**AIM**
State how many lines in the material below include the string "palm". Reply with the number alone.

**EXTRACTED ENTRIES**

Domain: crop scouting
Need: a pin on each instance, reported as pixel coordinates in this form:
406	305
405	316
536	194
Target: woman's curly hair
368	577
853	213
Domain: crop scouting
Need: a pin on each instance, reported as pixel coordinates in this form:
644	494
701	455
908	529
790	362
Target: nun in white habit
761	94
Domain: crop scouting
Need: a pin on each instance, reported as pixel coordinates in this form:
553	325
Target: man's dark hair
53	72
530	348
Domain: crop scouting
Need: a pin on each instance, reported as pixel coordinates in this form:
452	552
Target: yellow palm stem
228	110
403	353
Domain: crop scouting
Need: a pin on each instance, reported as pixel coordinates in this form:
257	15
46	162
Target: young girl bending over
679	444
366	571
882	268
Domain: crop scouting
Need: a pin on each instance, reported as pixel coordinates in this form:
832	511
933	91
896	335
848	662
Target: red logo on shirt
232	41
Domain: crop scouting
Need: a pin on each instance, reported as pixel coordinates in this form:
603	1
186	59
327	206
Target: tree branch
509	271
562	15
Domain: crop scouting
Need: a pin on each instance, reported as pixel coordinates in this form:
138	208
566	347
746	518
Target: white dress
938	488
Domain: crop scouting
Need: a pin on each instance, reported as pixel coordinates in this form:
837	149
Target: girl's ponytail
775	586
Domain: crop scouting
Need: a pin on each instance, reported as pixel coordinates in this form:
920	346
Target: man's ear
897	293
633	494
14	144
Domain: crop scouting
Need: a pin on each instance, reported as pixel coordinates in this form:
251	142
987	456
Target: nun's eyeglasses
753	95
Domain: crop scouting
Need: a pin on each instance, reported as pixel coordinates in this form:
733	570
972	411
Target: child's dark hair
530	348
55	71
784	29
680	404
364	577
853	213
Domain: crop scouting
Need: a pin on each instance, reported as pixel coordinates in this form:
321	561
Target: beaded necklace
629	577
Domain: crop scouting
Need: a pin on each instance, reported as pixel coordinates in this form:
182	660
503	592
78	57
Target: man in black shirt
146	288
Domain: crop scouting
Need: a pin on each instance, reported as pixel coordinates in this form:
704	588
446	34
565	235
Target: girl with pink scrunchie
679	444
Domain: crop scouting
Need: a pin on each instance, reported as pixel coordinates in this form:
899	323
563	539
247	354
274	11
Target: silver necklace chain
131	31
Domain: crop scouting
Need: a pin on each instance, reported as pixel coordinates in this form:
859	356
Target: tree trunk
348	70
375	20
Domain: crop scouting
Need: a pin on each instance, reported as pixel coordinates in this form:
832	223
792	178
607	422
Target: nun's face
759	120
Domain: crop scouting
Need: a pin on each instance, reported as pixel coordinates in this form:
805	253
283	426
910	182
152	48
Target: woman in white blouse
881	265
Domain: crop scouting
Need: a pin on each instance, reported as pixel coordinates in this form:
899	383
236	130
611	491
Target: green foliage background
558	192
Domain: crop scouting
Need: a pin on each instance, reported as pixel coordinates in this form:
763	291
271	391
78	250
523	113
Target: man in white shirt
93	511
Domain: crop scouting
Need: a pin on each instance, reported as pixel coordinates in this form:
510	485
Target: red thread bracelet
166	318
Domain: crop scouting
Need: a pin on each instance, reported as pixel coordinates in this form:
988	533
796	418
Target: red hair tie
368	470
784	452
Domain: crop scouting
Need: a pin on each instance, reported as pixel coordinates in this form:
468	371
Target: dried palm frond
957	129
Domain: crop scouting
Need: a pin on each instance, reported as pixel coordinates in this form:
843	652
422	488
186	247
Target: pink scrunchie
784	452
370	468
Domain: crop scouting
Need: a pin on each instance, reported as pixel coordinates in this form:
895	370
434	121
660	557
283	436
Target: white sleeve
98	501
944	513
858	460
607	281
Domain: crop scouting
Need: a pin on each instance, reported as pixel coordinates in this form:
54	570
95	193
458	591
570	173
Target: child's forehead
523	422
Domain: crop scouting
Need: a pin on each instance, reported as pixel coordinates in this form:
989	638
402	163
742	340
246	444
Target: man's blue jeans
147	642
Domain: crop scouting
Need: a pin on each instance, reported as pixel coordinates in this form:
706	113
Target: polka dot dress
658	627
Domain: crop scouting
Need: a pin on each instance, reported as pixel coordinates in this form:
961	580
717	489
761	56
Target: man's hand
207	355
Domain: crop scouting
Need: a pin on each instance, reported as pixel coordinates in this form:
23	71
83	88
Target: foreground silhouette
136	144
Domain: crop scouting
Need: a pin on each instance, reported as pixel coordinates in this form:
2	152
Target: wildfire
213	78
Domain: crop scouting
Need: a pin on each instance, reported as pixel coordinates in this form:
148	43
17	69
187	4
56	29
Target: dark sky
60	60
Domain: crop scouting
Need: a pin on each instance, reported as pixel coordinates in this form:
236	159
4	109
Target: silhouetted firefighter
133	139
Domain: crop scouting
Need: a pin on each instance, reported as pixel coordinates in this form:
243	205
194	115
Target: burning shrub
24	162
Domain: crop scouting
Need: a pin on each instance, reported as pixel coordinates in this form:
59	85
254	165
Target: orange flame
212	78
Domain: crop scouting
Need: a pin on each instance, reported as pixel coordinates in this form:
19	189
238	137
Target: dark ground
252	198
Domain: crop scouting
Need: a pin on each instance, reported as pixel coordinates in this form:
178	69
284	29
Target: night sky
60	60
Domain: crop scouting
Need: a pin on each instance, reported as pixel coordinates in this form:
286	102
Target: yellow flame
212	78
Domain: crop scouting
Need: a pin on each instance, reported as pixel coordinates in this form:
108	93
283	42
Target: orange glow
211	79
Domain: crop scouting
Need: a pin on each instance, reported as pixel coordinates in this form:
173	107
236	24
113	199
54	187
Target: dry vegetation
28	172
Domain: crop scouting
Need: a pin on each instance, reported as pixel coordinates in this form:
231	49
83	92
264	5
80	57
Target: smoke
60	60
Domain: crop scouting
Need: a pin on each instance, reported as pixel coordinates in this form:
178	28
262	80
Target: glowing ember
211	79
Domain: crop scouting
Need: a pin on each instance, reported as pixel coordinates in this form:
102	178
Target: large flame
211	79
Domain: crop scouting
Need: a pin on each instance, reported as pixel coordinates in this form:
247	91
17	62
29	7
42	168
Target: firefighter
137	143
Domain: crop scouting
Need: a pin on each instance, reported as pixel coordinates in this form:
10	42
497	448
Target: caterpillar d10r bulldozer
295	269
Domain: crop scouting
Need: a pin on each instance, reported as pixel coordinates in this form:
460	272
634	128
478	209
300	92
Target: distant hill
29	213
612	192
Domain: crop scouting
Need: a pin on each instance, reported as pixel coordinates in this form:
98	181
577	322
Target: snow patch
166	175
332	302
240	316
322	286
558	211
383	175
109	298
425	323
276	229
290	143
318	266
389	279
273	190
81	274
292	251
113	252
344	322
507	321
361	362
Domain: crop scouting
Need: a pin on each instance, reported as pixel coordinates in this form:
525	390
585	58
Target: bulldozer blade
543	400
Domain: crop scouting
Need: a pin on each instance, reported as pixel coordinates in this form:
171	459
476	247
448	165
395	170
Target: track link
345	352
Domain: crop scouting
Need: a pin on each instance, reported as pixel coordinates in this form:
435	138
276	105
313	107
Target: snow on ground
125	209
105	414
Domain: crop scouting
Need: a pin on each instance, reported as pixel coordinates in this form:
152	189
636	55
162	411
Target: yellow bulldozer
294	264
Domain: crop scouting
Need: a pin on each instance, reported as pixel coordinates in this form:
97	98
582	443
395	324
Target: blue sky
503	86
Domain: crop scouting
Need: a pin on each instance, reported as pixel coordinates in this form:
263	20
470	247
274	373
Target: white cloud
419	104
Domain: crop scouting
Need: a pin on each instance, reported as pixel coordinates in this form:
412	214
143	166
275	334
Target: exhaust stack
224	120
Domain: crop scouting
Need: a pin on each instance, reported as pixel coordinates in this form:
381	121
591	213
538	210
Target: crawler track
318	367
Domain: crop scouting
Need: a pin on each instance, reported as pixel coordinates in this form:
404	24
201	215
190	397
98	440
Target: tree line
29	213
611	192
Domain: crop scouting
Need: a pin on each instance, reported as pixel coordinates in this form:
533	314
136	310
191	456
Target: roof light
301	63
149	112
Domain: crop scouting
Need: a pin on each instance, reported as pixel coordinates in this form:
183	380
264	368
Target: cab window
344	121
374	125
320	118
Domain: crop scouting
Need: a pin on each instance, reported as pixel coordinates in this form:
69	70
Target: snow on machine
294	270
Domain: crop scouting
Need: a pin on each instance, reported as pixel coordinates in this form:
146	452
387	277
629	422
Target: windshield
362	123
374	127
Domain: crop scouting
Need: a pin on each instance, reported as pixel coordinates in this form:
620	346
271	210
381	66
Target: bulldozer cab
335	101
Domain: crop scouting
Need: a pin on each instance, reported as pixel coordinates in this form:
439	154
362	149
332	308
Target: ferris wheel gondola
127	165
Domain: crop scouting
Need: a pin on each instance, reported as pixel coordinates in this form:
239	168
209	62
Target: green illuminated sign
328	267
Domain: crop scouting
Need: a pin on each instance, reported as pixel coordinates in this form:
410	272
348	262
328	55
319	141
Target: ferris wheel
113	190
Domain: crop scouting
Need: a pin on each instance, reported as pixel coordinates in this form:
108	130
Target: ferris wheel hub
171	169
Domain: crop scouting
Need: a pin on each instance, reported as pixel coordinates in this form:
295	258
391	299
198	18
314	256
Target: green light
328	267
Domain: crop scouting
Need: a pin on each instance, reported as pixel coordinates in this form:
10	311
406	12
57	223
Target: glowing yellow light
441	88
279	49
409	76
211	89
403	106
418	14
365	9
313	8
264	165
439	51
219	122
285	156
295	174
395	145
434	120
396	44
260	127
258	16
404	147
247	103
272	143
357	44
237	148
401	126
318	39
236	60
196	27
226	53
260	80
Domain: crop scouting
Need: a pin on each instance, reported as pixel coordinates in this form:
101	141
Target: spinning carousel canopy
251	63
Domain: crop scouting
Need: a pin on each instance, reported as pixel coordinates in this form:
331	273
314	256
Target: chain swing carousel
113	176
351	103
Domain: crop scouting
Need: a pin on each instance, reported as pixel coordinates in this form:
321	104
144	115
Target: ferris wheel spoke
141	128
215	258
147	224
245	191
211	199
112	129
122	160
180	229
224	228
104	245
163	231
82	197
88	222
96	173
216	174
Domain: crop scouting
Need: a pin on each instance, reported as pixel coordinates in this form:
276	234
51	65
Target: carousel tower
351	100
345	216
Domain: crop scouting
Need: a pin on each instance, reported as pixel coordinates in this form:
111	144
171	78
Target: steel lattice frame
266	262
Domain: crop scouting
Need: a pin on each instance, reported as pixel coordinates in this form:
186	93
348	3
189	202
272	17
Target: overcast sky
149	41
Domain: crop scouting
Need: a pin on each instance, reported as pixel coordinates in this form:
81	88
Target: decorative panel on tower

**TASK ANSWER**
2